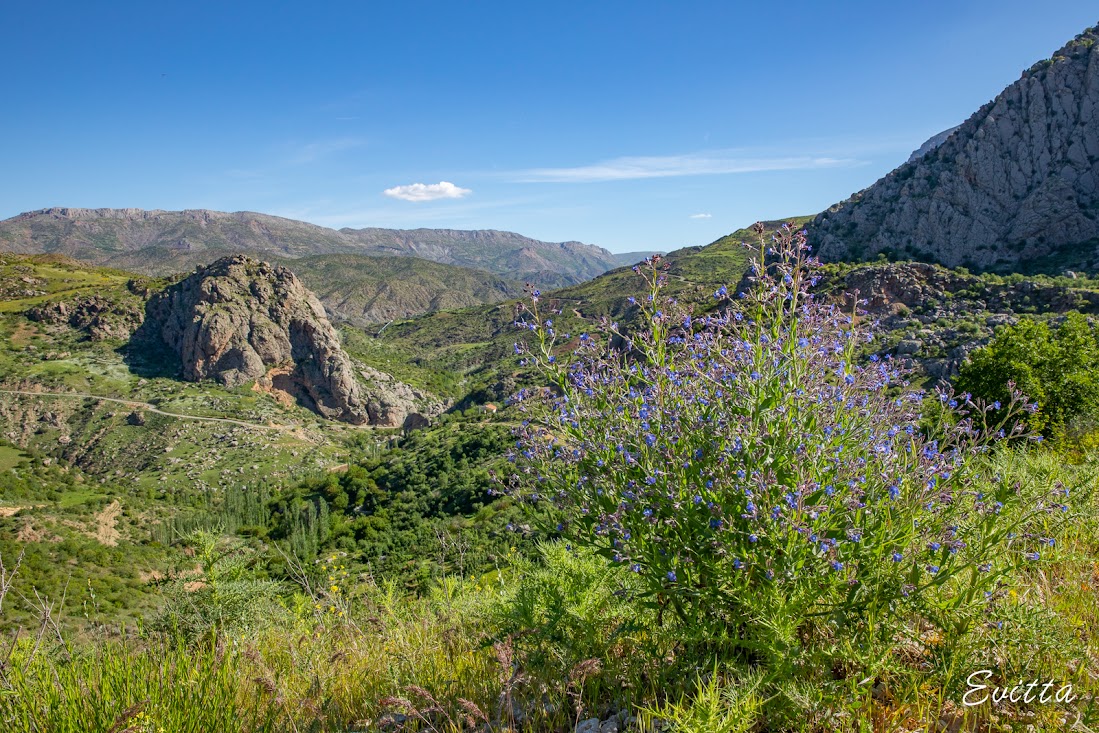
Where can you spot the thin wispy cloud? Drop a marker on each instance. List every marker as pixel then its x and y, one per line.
pixel 323 148
pixel 665 166
pixel 443 189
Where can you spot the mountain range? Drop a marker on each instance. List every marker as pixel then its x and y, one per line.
pixel 1014 188
pixel 166 242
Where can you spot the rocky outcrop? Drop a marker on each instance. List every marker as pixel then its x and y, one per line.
pixel 931 144
pixel 932 318
pixel 1013 188
pixel 234 320
pixel 393 403
pixel 97 317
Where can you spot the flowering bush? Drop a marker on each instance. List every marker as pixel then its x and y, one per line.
pixel 753 473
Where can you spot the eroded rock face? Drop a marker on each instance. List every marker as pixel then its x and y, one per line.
pixel 393 403
pixel 235 319
pixel 1014 187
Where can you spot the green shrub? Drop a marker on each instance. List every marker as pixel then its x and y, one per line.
pixel 1056 367
pixel 764 488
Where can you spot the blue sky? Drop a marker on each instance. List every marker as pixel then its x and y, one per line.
pixel 632 125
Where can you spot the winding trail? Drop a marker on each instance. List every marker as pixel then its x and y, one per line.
pixel 146 406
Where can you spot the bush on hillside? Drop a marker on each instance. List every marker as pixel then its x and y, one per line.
pixel 1057 367
pixel 758 481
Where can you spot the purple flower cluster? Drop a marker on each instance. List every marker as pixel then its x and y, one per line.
pixel 750 444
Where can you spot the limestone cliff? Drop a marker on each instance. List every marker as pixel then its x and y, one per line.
pixel 237 319
pixel 1013 188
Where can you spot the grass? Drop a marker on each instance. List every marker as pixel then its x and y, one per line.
pixel 10 457
pixel 537 646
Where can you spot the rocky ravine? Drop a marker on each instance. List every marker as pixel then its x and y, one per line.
pixel 1013 188
pixel 240 321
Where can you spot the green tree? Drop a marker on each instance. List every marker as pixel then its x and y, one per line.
pixel 1056 367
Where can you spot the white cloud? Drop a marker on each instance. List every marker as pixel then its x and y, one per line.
pixel 426 191
pixel 663 166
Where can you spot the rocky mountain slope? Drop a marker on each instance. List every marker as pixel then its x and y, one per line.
pixel 548 264
pixel 1016 188
pixel 164 242
pixel 364 290
pixel 239 321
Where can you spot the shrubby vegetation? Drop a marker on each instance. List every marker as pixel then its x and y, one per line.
pixel 724 521
pixel 1056 366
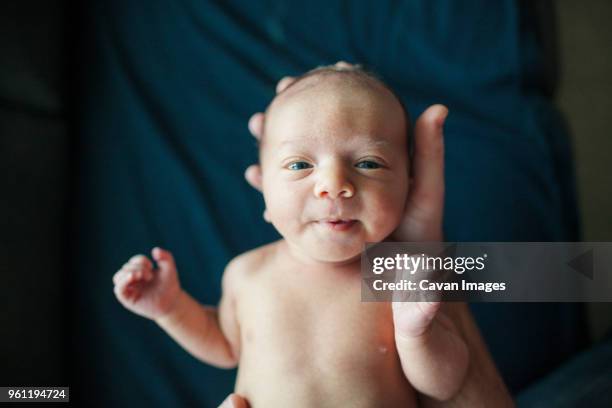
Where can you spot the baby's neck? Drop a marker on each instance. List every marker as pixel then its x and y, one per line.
pixel 301 259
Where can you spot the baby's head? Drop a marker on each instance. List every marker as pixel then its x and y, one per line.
pixel 334 158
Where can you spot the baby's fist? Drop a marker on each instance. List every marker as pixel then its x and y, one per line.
pixel 146 291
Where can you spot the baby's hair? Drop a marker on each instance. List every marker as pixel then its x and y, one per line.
pixel 355 72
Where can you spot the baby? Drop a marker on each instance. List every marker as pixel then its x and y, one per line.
pixel 334 160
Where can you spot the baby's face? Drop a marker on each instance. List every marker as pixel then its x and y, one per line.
pixel 335 166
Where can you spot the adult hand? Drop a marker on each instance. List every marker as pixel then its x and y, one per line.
pixel 424 207
pixel 483 385
pixel 234 401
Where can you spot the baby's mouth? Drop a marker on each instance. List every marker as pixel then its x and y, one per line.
pixel 339 224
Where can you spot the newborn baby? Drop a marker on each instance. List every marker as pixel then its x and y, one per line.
pixel 334 159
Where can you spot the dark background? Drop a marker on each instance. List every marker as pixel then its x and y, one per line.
pixel 36 76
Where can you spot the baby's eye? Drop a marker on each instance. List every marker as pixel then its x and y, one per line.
pixel 299 166
pixel 368 164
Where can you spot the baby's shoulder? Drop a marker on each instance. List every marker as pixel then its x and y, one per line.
pixel 248 264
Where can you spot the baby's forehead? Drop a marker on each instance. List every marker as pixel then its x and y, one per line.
pixel 329 83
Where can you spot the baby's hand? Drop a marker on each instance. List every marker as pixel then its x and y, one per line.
pixel 148 292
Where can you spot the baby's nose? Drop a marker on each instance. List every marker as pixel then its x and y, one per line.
pixel 333 183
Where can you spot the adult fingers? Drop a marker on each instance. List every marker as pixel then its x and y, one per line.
pixel 234 401
pixel 426 202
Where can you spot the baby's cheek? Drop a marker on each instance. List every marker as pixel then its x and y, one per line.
pixel 386 215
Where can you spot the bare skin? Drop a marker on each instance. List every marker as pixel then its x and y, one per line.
pixel 333 178
pixel 422 221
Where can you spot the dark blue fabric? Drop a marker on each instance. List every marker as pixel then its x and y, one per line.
pixel 168 87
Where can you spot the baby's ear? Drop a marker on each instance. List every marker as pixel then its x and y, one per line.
pixel 267 216
pixel 253 176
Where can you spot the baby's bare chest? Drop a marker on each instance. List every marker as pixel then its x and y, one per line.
pixel 314 322
pixel 315 338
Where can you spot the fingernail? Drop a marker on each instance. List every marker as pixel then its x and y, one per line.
pixel 442 118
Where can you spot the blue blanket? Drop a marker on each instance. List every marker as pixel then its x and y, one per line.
pixel 168 87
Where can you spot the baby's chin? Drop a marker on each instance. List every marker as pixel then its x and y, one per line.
pixel 331 252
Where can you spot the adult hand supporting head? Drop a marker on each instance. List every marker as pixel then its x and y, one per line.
pixel 422 222
pixel 234 401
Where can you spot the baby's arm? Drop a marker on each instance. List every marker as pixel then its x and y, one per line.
pixel 157 295
pixel 433 355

======

- **What you need to do**
Apart from the pictures, every line of the data above should be given again exactly.

- **Completed exercise**
Where can you spot the thin wispy cloud? Drop a marker on each instance. List every marker as pixel then its x and y, one per line.
pixel 323 148
pixel 665 166
pixel 443 189
Where can you spot the mountain range? Drop a marker on each instance. List every marker as pixel then its x and y, one per line.
pixel 1014 188
pixel 166 242
Where can you spot the rocky outcrop? Drop a marker on each instance. List every marker as pixel then its x and y, one per line.
pixel 931 144
pixel 932 318
pixel 1013 188
pixel 234 320
pixel 393 403
pixel 97 317
Where can you spot the flowering bush? Drop a marker on each instance. List every marker as pixel then its x and y, one per line.
pixel 753 473
Where can you spot the eroded rock face? Drop a marker on each instance. List every marker as pixel then its x and y, one per line.
pixel 393 403
pixel 235 319
pixel 1014 187
Where can you spot the green shrub? Drop a marker on each instance. List every marker as pixel then its x and y, one per line.
pixel 1056 367
pixel 764 488
Where can you spot the blue sky? Drop a marker on each instance. List every marker as pixel then its x and y, one per line.
pixel 632 125
Where can you spot the winding trail? Drop a marker on each instance. List every marker as pixel then its x and y, one per line.
pixel 146 406
Where can you spot the bush on hillside? Drop a marker on each instance. List every marker as pixel then its x and y, one per line.
pixel 1057 367
pixel 758 481
Where can you spot the purple flower cluster? Drop a marker on each instance. List every marker as pixel then its x and y, one per line.
pixel 750 444
Where can you spot the limestone cliff? Drop a marker on each instance. List every marker as pixel then its x and y, one per line.
pixel 237 319
pixel 1013 188
Where can you spot the grass? Drop a marker on each instance. List every marker as pixel then its x and y, one per line.
pixel 10 457
pixel 537 646
Where can you spot the rocky ravine? Drop a marker on each instance. List every marker as pixel then its x and y, one per line.
pixel 1013 188
pixel 240 321
Where can you spot the green tree? Drop a marker on each instance. List every marker as pixel then its x and y, one per line.
pixel 1056 367
Where can you spot the white cloud? Drop a marker on each instance. List every marker as pixel then its x and y, one per line.
pixel 426 191
pixel 663 166
Where can you spot the rocky mountain slope? Drop a marker on each instance. List every marker as pixel then its x and y, one per line.
pixel 548 264
pixel 1016 188
pixel 164 242
pixel 364 290
pixel 239 321
Where can you spot the shrubby vegetation? Drop a marker on each instance. List every marker as pixel then its x and y, one per line.
pixel 724 521
pixel 1056 366
Where can you spot the baby's neck? Drop a marker on each instance. List every marker as pixel then its x and y, one per line.
pixel 301 259
Where can you spot the baby's head? Drop a marker on each instance. List every marker as pixel then its x and y, one per line.
pixel 334 158
Where can you spot the baby's fist? Drop a marker on each instance. List every marker as pixel then its x and y, one per line.
pixel 146 291
Where can you spot the baby's hair? Drop a marker on each instance. List every marker as pixel then its x and y, one per line.
pixel 355 72
Where can you spot the baby? Drop a marker on each instance. List every marker as pixel then its x and y, one per line.
pixel 334 160
Where can you spot the baby's face? Drop a marker on each instance. List every marker as pixel then its x and y, one per line.
pixel 335 166
Where can you spot the adult hand? Drop a marker on each instance. List every marker as pixel then its x and y, one per line.
pixel 424 207
pixel 483 385
pixel 234 401
Where can you spot the baby's mouth? Drop a marker on each instance. List every marker as pixel then its x and y, one per line.
pixel 339 224
Where can you spot the newborn baby? Drop a marker on each instance. List every marker as pixel then its x and y, one per line.
pixel 334 159
Where can you spot the dark background? Drop a marker on each instance. List every marker as pixel then its x and y, one per line.
pixel 36 76
Where can you spot the baby's eye? Drop a marker on each instance. List every marker as pixel then its x and y, one per line.
pixel 299 166
pixel 368 164
Where can you spot the baby's shoulder? Drop a marker on each instance. List every marker as pixel then its x and y, one per line.
pixel 248 264
Where can you spot the baby's forehead? Drop a marker on each instance. List every marker as pixel then its x and y, one per line.
pixel 329 83
Where can you spot the baby's hand? Drop a marker on each instance. List every marker as pixel then its x and y, one per line.
pixel 148 292
Where can you spot the baby's nose? Drop a marker on each instance. List every marker as pixel then its x and y, one per line.
pixel 333 183
Where can you spot the adult fingers? Drop a marker on each instance. List every marker as pixel then its x and y, one per line.
pixel 234 401
pixel 426 202
Where can you spot the baby's cheek? Drop a marker on each instance. List every marker as pixel then its x and y, one per line.
pixel 386 215
Where can you spot the bare skin? Drop a marker on each instance. List every marker as pixel then its x and y, one per line.
pixel 333 178
pixel 422 221
Where can you spot the dark blue fabric? Drop a marker on each instance. List every marker as pixel then its x and y, one per line.
pixel 168 87
Where can you spot the baby's ear? Drop a marker on each instance. List every marker as pixel then its x and y, one per line.
pixel 267 216
pixel 253 176
Where can you spot the baby's bare chest? Drop a marker on each instance. List every marker as pixel then its x and y, one per line.
pixel 314 322
pixel 315 338
Where can you spot the fingernail? Drop a marker on each instance. List every marker as pixel then its x and y, one per line.
pixel 442 118
Where can you spot the blue blanket? Drop a marker on each instance. List every marker as pixel then its x and y, one per line.
pixel 168 87
Where can you spot the baby's chin? Drop a marker on each instance. List every marker as pixel then its x and y, one per line.
pixel 331 252
Where can you spot the adult hand supporting head? Drop a marker on each instance. List every marker as pixel then its x and y, one per line.
pixel 422 222
pixel 234 401
Where can you spot the baby's arm? Drop a marker on each instance. List every marker as pixel then its x and y, one per line.
pixel 157 295
pixel 433 355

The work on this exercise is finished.